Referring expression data
*** Begin section ***
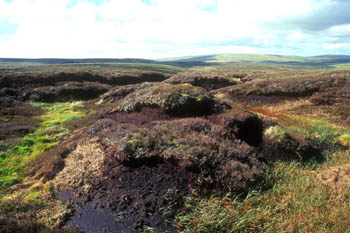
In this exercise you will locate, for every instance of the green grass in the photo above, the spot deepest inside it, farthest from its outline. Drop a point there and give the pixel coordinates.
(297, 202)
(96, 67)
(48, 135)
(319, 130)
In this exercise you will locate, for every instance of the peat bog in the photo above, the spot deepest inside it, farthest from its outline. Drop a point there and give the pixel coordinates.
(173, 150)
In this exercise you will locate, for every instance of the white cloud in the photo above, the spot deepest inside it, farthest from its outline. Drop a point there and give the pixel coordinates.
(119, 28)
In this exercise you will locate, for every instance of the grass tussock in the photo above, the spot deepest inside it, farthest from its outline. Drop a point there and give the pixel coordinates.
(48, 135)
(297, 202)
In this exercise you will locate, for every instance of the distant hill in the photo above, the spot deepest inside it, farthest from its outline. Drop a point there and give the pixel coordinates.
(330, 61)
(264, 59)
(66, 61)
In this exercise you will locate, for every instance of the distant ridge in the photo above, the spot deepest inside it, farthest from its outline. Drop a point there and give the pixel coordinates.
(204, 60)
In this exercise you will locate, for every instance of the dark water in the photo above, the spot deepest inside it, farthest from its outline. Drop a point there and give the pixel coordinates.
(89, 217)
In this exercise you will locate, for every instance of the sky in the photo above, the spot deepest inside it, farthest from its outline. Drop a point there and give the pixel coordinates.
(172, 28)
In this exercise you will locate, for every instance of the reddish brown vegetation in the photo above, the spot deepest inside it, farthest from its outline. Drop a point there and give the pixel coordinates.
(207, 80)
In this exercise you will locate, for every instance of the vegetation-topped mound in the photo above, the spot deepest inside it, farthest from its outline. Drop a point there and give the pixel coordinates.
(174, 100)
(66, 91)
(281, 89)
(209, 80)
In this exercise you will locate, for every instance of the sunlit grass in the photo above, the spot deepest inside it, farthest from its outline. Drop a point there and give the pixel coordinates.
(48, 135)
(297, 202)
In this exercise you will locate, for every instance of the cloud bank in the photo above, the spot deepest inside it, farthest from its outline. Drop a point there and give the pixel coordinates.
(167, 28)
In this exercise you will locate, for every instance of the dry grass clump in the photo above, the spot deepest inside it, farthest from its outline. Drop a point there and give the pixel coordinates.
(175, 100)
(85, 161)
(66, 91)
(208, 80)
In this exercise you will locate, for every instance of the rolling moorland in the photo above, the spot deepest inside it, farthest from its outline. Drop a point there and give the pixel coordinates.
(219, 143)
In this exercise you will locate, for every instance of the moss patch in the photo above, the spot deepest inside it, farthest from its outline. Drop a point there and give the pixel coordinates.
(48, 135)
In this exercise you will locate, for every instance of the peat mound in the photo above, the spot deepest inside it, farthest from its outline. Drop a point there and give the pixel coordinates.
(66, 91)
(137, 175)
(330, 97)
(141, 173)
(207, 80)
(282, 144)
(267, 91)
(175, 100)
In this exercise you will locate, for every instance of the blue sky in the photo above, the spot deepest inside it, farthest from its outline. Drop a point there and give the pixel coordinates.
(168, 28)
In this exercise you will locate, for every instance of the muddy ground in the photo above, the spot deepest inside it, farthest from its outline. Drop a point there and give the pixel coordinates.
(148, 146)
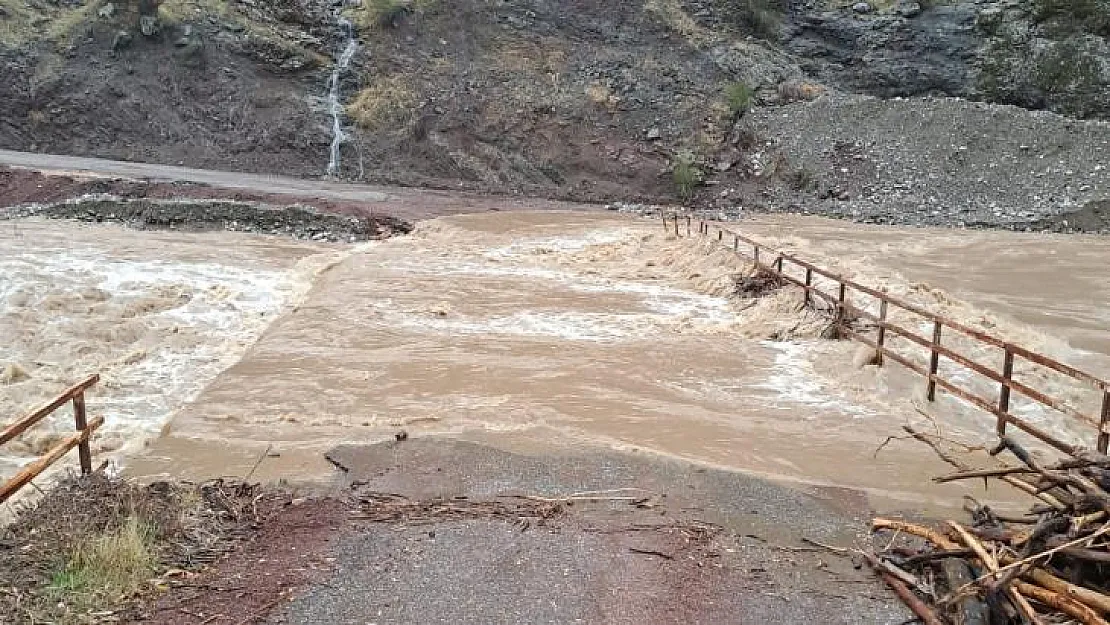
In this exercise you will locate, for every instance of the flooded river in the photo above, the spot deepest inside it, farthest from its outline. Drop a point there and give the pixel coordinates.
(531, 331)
*** End section ***
*** Begin section ***
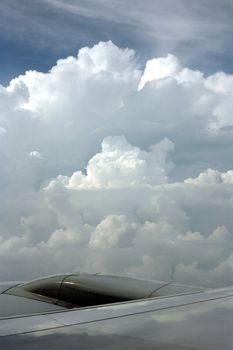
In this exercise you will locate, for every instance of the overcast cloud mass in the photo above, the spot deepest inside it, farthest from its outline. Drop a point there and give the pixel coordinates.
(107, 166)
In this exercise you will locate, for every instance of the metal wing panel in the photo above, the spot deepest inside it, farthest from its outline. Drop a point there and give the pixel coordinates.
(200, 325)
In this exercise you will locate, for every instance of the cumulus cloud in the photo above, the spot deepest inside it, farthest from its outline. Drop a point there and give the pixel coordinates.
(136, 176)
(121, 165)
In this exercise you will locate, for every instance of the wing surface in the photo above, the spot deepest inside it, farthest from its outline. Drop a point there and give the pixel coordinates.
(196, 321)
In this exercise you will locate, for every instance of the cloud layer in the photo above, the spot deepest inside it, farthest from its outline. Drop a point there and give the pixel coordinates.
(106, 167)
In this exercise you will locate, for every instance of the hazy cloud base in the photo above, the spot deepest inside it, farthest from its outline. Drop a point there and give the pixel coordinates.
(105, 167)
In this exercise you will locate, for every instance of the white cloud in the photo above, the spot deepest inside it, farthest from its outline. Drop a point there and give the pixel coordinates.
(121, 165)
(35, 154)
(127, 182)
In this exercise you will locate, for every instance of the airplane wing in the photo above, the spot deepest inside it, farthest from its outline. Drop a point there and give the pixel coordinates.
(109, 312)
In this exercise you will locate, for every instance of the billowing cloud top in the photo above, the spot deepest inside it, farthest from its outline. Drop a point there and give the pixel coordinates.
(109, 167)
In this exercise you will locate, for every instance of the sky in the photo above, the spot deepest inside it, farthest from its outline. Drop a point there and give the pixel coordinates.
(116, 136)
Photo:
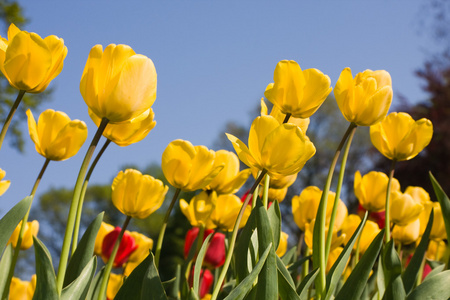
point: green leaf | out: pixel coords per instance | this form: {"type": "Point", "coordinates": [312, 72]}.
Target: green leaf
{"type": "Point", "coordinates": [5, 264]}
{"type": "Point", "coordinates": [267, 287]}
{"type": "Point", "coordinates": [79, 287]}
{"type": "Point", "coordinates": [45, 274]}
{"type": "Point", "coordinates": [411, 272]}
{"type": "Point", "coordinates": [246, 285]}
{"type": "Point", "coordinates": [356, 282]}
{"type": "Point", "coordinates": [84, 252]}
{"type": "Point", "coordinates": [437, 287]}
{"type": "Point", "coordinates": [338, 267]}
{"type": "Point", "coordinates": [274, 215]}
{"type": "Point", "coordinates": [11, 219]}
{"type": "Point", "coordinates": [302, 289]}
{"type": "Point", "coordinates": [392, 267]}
*** End section ***
*** Begin section ***
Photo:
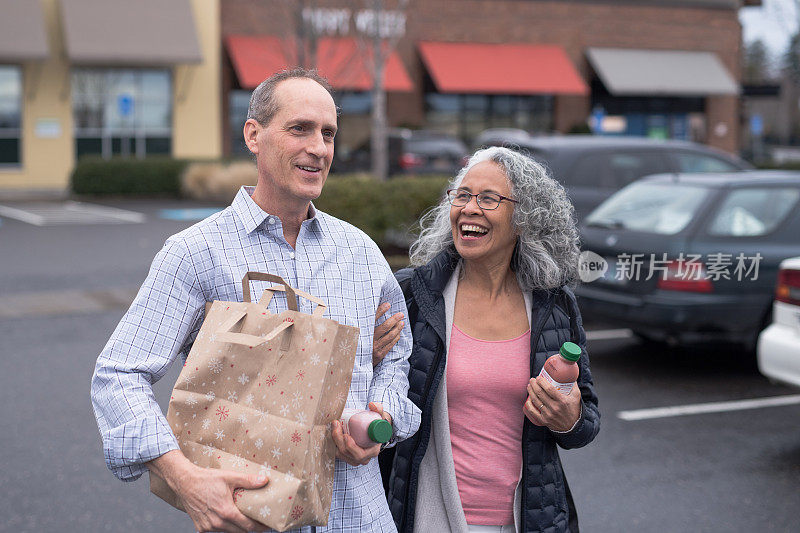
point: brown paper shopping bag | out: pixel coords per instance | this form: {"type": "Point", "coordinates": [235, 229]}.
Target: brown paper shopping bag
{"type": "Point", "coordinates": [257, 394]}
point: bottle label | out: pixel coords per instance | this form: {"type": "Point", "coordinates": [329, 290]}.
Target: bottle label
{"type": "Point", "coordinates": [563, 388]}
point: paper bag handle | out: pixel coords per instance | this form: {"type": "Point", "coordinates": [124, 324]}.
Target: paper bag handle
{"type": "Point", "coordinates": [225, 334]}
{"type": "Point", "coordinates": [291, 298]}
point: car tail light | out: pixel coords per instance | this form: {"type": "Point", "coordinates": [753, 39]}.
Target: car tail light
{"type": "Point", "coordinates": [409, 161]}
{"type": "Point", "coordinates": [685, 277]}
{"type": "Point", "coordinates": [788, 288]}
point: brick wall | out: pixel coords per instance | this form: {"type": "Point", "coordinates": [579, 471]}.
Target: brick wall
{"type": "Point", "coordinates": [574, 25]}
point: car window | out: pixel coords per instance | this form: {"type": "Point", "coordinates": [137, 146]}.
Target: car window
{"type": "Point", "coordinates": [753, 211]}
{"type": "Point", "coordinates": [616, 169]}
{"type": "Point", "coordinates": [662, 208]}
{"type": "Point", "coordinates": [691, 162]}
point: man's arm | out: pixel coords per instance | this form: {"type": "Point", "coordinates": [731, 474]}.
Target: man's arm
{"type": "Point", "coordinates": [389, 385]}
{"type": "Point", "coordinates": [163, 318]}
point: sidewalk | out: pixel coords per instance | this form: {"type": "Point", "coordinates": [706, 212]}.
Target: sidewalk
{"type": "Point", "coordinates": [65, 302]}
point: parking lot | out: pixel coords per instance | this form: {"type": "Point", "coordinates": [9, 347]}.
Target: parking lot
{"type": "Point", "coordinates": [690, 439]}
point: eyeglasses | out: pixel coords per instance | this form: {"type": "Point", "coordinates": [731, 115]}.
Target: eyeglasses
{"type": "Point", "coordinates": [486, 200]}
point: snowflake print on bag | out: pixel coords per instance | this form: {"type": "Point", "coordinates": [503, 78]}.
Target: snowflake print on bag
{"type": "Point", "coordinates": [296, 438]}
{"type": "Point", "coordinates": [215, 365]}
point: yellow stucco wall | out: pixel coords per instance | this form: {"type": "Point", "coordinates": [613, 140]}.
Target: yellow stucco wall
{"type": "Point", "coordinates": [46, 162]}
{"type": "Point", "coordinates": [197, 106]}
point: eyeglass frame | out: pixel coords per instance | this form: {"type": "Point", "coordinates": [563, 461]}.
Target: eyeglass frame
*** End section ***
What you should do →
From the data above, copy each line with the string "frame" in it.

Exercise response →
point: eyeglass frame | out: pixel coords per instance | this form: {"type": "Point", "coordinates": [563, 461]}.
Target: eyeglass frame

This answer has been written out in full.